* _Challenge_
Pick out and copy every line in the material below that contains the word "blue". Case counts.
BEGIN Records provided
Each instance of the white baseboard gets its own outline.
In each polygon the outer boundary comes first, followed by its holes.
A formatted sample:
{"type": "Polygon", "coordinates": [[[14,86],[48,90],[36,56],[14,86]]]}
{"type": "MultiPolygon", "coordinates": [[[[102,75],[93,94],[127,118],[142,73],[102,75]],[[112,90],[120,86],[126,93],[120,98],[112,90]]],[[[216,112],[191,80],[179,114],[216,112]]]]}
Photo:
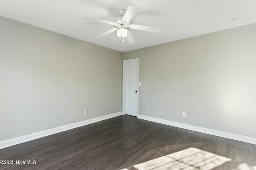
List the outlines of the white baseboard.
{"type": "Polygon", "coordinates": [[[122,111],[0,141],[0,149],[122,115],[122,111]]]}
{"type": "Polygon", "coordinates": [[[240,135],[217,131],[216,130],[205,128],[204,127],[202,127],[198,126],[193,126],[192,125],[182,123],[180,123],[144,116],[143,115],[138,115],[137,117],[138,119],[148,120],[164,125],[169,125],[170,126],[174,126],[175,127],[180,127],[193,131],[201,132],[220,137],[224,137],[225,138],[234,139],[236,141],[239,141],[256,145],[256,138],[252,137],[243,136],[240,135]]]}

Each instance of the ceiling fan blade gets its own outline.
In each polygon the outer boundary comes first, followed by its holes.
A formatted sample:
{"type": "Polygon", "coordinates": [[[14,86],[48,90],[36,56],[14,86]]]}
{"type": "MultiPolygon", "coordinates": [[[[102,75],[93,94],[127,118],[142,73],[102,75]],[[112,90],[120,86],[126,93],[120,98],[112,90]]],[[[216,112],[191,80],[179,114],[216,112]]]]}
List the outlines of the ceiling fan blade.
{"type": "Polygon", "coordinates": [[[101,20],[100,19],[92,18],[86,17],[84,17],[82,18],[82,20],[86,20],[87,21],[94,21],[94,22],[101,22],[102,23],[108,23],[111,25],[114,25],[115,23],[111,22],[111,21],[106,21],[106,20],[101,20]]]}
{"type": "Polygon", "coordinates": [[[130,24],[130,27],[132,29],[138,29],[139,30],[146,31],[147,31],[159,33],[161,31],[161,28],[158,27],[150,27],[150,26],[141,25],[140,25],[130,24]]]}
{"type": "Polygon", "coordinates": [[[113,28],[112,29],[110,29],[109,30],[105,32],[104,33],[102,33],[102,34],[100,34],[100,35],[96,37],[95,38],[103,38],[104,37],[105,37],[108,35],[108,34],[110,34],[110,33],[112,33],[115,31],[116,31],[117,29],[118,29],[118,28],[113,28]]]}
{"type": "Polygon", "coordinates": [[[126,22],[129,22],[135,16],[135,15],[140,11],[140,8],[136,6],[130,5],[125,12],[122,20],[126,22]]]}
{"type": "Polygon", "coordinates": [[[126,29],[127,30],[127,35],[126,37],[127,41],[130,44],[134,44],[135,43],[135,40],[133,39],[132,34],[131,34],[129,30],[127,29],[126,29]]]}

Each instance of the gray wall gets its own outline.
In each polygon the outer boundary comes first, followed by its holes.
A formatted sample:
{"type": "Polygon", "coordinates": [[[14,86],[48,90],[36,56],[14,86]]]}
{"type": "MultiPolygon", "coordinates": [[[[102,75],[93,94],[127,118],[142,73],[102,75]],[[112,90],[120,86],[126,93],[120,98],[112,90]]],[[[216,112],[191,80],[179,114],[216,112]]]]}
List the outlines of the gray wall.
{"type": "Polygon", "coordinates": [[[256,30],[253,24],[124,53],[123,60],[139,59],[139,114],[256,137],[256,30]]]}
{"type": "Polygon", "coordinates": [[[0,23],[0,141],[122,111],[120,52],[0,23]]]}

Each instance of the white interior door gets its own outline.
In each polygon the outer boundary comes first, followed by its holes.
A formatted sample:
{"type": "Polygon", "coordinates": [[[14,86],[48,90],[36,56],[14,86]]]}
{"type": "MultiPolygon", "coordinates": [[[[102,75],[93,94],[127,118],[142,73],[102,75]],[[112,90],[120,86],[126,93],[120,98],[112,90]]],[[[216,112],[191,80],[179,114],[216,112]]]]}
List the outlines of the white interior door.
{"type": "Polygon", "coordinates": [[[124,114],[138,116],[138,60],[123,61],[123,103],[124,114]]]}

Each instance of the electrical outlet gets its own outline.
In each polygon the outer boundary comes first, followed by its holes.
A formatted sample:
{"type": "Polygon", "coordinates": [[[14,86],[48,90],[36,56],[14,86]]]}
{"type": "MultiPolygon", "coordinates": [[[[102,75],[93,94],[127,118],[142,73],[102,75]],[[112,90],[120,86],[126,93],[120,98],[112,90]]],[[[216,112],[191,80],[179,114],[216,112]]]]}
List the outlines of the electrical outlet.
{"type": "Polygon", "coordinates": [[[183,112],[183,117],[187,117],[187,113],[186,112],[183,112]]]}

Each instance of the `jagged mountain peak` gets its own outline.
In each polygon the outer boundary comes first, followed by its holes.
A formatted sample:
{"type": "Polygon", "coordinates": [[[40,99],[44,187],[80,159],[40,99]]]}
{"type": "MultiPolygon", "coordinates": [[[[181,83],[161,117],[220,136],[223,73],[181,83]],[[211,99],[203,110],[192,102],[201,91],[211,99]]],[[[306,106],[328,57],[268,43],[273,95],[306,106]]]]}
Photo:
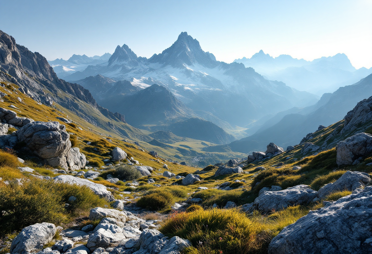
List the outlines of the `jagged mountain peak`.
{"type": "Polygon", "coordinates": [[[112,55],[109,59],[109,65],[125,64],[127,66],[138,65],[138,59],[134,52],[126,44],[121,47],[118,45],[112,55]]]}
{"type": "Polygon", "coordinates": [[[181,68],[185,65],[192,66],[196,64],[213,67],[217,64],[213,54],[203,51],[198,40],[186,32],[181,33],[170,47],[160,54],[154,55],[149,60],[181,68]]]}

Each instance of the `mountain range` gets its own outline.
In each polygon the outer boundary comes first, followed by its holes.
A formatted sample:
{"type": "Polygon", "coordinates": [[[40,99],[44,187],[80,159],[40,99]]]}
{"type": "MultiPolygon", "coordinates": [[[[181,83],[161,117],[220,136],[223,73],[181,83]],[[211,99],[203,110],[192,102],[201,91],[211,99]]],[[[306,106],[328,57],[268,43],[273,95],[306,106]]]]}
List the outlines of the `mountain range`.
{"type": "MultiPolygon", "coordinates": [[[[264,116],[294,107],[311,105],[319,98],[283,82],[268,80],[243,64],[217,61],[186,32],[182,33],[169,48],[149,59],[137,57],[124,44],[116,47],[106,62],[90,65],[64,78],[92,91],[93,97],[108,108],[113,105],[114,100],[118,103],[122,97],[119,94],[128,95],[157,84],[173,94],[194,116],[212,122],[238,138],[246,136],[243,131],[250,124],[264,116]],[[131,85],[126,84],[130,89],[109,87],[108,80],[104,79],[101,85],[90,76],[97,75],[116,82],[129,81],[131,85]],[[87,78],[92,80],[84,80],[87,78]],[[94,91],[91,90],[93,86],[94,91]],[[112,92],[114,90],[117,92],[112,92]]],[[[109,82],[113,84],[113,81],[109,82]]],[[[121,113],[131,114],[121,107],[121,113]]],[[[161,110],[152,108],[154,112],[161,110]]]]}
{"type": "Polygon", "coordinates": [[[355,83],[372,73],[372,68],[356,69],[347,56],[341,53],[307,61],[288,55],[273,58],[260,50],[250,58],[243,57],[234,62],[252,67],[268,79],[319,96],[355,83]]]}

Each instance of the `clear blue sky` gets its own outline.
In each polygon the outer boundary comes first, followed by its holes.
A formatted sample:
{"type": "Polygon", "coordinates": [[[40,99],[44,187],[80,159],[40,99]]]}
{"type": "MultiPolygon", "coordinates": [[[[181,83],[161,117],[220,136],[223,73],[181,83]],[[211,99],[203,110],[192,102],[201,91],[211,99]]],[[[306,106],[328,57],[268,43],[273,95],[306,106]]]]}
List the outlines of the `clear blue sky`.
{"type": "Polygon", "coordinates": [[[0,30],[48,60],[112,53],[150,57],[187,32],[217,60],[260,49],[312,60],[346,54],[372,67],[372,0],[0,0],[0,30]]]}

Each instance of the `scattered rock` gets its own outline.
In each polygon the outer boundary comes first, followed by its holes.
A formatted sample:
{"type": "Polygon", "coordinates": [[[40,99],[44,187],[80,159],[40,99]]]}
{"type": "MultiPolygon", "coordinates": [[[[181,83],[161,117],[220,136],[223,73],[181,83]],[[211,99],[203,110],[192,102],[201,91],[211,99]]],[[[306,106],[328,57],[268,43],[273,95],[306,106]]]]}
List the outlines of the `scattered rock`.
{"type": "Polygon", "coordinates": [[[305,143],[304,144],[304,147],[301,149],[301,153],[306,154],[317,151],[320,148],[320,146],[314,145],[312,143],[305,143]]]}
{"type": "Polygon", "coordinates": [[[265,153],[266,154],[268,153],[271,153],[274,155],[276,155],[277,154],[281,153],[284,152],[284,150],[283,148],[278,146],[272,142],[267,145],[266,148],[266,152],[265,153]]]}
{"type": "Polygon", "coordinates": [[[112,155],[112,160],[119,161],[125,160],[126,158],[126,153],[120,147],[116,147],[112,149],[111,152],[111,155],[112,155]]]}
{"type": "Polygon", "coordinates": [[[231,175],[239,173],[241,174],[243,173],[243,170],[240,167],[230,167],[224,165],[221,165],[218,167],[218,169],[216,171],[214,174],[215,176],[224,175],[231,175]]]}
{"type": "Polygon", "coordinates": [[[272,240],[270,254],[372,252],[372,187],[311,211],[272,240]]]}
{"type": "Polygon", "coordinates": [[[339,166],[357,163],[359,158],[372,152],[372,135],[364,133],[356,134],[339,142],[336,150],[339,166]]]}
{"type": "Polygon", "coordinates": [[[318,191],[317,196],[320,199],[332,192],[354,190],[364,186],[371,181],[371,176],[366,173],[347,171],[336,182],[326,184],[318,191]]]}
{"type": "Polygon", "coordinates": [[[317,192],[307,185],[301,185],[277,191],[264,191],[255,200],[254,208],[267,213],[290,206],[308,203],[317,196],[317,192]]]}
{"type": "Polygon", "coordinates": [[[182,179],[182,185],[188,185],[192,184],[195,182],[200,181],[200,179],[192,174],[189,174],[186,177],[182,179]]]}
{"type": "Polygon", "coordinates": [[[12,242],[10,254],[35,252],[50,242],[56,232],[55,226],[51,223],[36,223],[26,227],[12,242]]]}

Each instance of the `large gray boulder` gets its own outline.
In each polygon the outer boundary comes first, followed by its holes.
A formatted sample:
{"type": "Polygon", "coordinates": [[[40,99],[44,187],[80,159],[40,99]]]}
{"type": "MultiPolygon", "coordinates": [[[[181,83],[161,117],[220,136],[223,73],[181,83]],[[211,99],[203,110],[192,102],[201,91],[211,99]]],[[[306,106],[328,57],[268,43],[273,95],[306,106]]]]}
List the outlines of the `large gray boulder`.
{"type": "Polygon", "coordinates": [[[66,160],[68,168],[73,171],[77,171],[85,167],[87,159],[83,153],[80,152],[78,147],[72,147],[67,154],[66,160]]]}
{"type": "Polygon", "coordinates": [[[320,147],[312,143],[307,143],[304,144],[304,147],[301,149],[301,153],[305,154],[309,153],[314,153],[319,150],[320,147]]]}
{"type": "Polygon", "coordinates": [[[272,240],[270,254],[372,253],[372,187],[311,211],[272,240]]]}
{"type": "Polygon", "coordinates": [[[26,144],[26,149],[51,166],[73,170],[85,166],[85,156],[78,148],[71,149],[66,127],[58,122],[33,122],[16,134],[18,141],[26,144]]]}
{"type": "Polygon", "coordinates": [[[14,111],[4,108],[0,108],[0,122],[6,123],[18,127],[22,127],[33,121],[33,120],[31,118],[17,116],[17,113],[14,111]]]}
{"type": "Polygon", "coordinates": [[[85,185],[93,191],[94,194],[98,195],[102,198],[105,198],[110,201],[114,200],[112,194],[108,190],[106,187],[103,185],[93,183],[87,179],[83,179],[68,175],[60,175],[54,178],[53,179],[56,182],[61,182],[70,184],[76,184],[79,186],[85,185]]]}
{"type": "Polygon", "coordinates": [[[364,188],[371,181],[371,176],[366,173],[347,171],[333,183],[326,184],[318,191],[317,196],[321,199],[332,192],[343,190],[352,191],[364,188]]]}
{"type": "Polygon", "coordinates": [[[214,174],[214,176],[218,176],[224,175],[231,175],[237,173],[241,173],[243,172],[243,170],[240,167],[230,167],[222,165],[218,167],[218,169],[214,174]]]}
{"type": "Polygon", "coordinates": [[[93,251],[99,247],[106,248],[112,243],[125,239],[122,228],[109,223],[100,223],[94,229],[94,232],[89,236],[87,247],[93,251]]]}
{"type": "Polygon", "coordinates": [[[116,147],[112,149],[111,152],[112,160],[116,161],[125,160],[126,158],[126,153],[120,147],[116,147]]]}
{"type": "Polygon", "coordinates": [[[235,167],[239,164],[239,162],[237,160],[235,159],[231,159],[227,162],[228,167],[235,167]]]}
{"type": "Polygon", "coordinates": [[[192,184],[195,182],[200,181],[200,179],[194,176],[192,174],[189,174],[186,177],[182,179],[182,185],[188,185],[192,184]]]}
{"type": "Polygon", "coordinates": [[[56,232],[55,226],[51,223],[36,223],[26,227],[12,241],[10,254],[35,252],[50,242],[56,232]]]}
{"type": "Polygon", "coordinates": [[[293,205],[308,203],[316,196],[316,191],[308,185],[301,185],[281,190],[264,191],[254,199],[253,207],[266,213],[293,205]]]}
{"type": "Polygon", "coordinates": [[[372,152],[372,135],[361,133],[341,141],[336,146],[337,165],[351,165],[372,152]]]}
{"type": "Polygon", "coordinates": [[[282,147],[278,146],[274,143],[272,142],[267,145],[266,147],[267,149],[265,153],[271,153],[274,155],[281,153],[284,152],[284,149],[282,147]]]}
{"type": "Polygon", "coordinates": [[[150,168],[151,170],[153,170],[153,168],[149,166],[136,166],[135,167],[137,169],[137,170],[140,171],[141,174],[144,176],[151,175],[151,173],[149,170],[148,168],[150,168]]]}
END Records provided
* _Solution to the exercise_
Each instance of the `clear blue sky` gets its own outline.
List the outlines of the `clear blue sky`.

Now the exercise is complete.